Data listing:
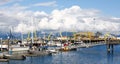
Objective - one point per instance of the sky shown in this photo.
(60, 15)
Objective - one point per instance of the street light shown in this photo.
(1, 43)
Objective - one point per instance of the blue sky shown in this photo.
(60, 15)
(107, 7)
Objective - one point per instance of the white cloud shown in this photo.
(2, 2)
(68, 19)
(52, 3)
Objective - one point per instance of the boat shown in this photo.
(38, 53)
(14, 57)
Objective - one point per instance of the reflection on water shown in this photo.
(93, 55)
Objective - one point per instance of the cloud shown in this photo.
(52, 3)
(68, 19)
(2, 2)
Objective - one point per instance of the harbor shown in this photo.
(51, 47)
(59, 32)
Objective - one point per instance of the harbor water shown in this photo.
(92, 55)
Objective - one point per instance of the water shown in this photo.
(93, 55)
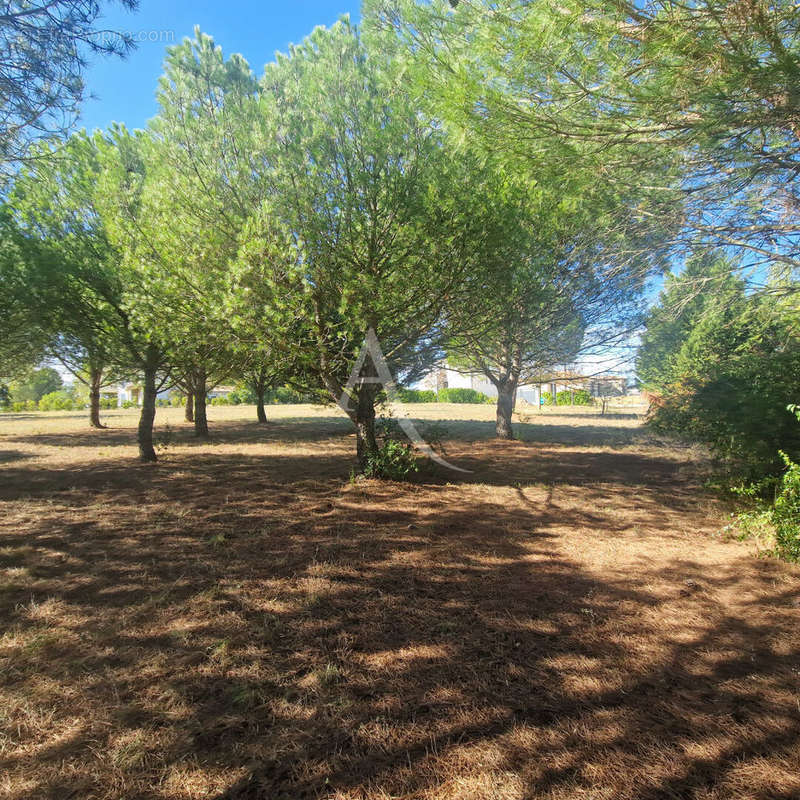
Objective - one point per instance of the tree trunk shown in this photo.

* * *

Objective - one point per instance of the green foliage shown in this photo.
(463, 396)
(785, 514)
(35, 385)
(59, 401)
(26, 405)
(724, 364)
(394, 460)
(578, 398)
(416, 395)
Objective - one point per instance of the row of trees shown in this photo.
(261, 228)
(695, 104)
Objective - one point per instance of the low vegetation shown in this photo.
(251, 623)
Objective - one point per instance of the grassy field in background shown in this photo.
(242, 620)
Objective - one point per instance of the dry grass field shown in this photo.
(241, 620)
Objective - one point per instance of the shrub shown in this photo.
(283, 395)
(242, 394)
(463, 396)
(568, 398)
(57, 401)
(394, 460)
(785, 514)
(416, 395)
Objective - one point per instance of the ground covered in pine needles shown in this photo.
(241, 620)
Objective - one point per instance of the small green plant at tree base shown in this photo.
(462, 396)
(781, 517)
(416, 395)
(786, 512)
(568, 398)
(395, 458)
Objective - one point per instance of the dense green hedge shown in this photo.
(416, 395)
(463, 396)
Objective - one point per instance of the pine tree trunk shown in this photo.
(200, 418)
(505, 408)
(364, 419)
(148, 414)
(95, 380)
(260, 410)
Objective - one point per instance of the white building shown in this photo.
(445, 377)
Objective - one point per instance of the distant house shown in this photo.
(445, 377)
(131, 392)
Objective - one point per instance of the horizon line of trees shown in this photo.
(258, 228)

What is asked: Count the lines in the records above that contain the string "harbor", matching case exactly. Give only the number.

Correct response: 2